PROBLEM DESCRIPTION: Pick up the market report on Greece's possible euro exit at the point where it stops, and keep writing it.
*** Opening of PASSAGE SHOWN ***
Greek politicians’ failure to form a new coalition government over the weekend has increased chatter about the prospect of Greece ditching the euro. Senior politicians and central bankers are now openly discussing how a Greek exit – or “Grexit” in market jargon – could be managed. German Bund yields have dropped to an all-time low of 1.45% in trading this morning as hedge funds dash for safe assets.
The EURUSD crashed through $1.29 earlier and looks likely to fall below $1.285. The Dollar Index (USDX) is up 0.11% at 80.50. Precious metals have continued selling off, with gold now on course to test major support around $1,550 and silver down by over 1% so far today, at below $28.50. Platinum and palladium are also down, with the latter having a particularly tough time since the start of May, and could soon test last year’s price low at around $535 per ounce.
Given the toxic combination of political uncertainty and stock market sell-offs, pressure on the European Central Bank to provide more liquidity is growing – despite the already drastic increase in the ECB’s balance sheet seen over the last year. This now stands at over 3 trillion euros (close to $4 trillion), which is more than a third bigger than the US Federal Reserve’s $2.9 trillion balance sheet.
*** Close of PASSAGE SHOWN ***
*** Opening of RECORD EXCERPTS ***
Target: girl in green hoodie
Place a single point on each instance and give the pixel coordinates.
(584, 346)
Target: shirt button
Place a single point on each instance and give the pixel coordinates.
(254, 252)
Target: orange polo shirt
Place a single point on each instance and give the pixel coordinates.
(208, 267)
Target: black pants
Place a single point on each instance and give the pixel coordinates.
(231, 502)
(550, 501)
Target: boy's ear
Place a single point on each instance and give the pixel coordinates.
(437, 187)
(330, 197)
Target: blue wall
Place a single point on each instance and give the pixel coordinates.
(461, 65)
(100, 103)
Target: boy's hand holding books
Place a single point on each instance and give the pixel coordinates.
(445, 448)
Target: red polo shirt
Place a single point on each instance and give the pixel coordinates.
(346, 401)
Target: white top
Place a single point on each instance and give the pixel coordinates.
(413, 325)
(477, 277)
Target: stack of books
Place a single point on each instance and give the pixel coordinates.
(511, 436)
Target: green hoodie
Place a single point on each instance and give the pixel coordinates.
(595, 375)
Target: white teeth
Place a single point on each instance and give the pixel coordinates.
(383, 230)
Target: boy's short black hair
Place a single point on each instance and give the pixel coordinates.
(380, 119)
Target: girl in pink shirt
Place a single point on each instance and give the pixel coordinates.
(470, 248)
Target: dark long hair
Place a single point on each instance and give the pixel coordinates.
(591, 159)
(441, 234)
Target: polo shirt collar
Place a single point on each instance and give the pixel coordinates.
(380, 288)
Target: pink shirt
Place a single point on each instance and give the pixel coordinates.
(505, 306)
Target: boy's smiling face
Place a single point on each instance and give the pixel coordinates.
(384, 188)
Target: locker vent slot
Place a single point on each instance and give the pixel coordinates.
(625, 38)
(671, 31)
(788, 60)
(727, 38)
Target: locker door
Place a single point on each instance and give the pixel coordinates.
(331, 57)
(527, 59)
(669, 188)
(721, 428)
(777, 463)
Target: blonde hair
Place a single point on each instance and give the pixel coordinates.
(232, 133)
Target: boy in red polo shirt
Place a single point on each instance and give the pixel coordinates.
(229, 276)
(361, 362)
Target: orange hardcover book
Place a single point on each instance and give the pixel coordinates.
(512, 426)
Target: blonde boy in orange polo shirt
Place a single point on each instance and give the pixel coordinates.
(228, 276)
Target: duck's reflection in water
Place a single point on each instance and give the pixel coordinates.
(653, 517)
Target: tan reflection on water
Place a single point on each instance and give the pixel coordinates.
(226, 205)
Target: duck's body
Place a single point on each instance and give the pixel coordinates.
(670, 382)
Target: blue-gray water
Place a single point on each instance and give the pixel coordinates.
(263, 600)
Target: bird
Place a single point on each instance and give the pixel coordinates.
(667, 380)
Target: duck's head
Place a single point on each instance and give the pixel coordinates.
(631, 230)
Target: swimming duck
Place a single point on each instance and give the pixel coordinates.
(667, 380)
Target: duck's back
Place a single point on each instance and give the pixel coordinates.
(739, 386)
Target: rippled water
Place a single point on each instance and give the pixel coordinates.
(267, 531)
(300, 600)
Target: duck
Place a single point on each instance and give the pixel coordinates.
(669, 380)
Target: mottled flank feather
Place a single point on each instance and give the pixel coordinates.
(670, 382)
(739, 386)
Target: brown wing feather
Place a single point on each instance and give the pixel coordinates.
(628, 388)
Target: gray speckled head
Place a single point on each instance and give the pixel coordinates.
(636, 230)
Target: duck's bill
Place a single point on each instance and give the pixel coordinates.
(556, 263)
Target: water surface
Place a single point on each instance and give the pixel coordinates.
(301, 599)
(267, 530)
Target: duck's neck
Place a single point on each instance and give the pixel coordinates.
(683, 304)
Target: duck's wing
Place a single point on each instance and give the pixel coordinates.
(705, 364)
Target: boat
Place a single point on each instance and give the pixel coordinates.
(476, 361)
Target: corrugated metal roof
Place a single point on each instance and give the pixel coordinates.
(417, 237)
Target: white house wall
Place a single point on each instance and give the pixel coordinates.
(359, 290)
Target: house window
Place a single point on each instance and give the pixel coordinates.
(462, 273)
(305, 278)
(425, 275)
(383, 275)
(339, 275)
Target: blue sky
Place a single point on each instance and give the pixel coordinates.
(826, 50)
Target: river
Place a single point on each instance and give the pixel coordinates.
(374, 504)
*** Close of RECORD EXCERPTS ***
ANSWER AREA:
But given the growing people’s revolt against “austerity” across the eurozone – including in Germany, where on Sunday Chancellor Merkel’s Christian Democrats suffered a big defeat to the Social Democrats in North-Rhine Westphalia, the country’s most populous state – further ECB action looks likely. As Kiron Sarkar comments, German finance minister Wolfgang Schaeuble is now talking about an “acceptable” rate of eurozone inflation of between 2-3%, while the head of the Bundesbank’s economics department stated last week that Germany would have to accept higher inflation as the price of keeping the eurozone intact.
In other words, it looks like efforts to weaken the euro are about to be cranked up a notch.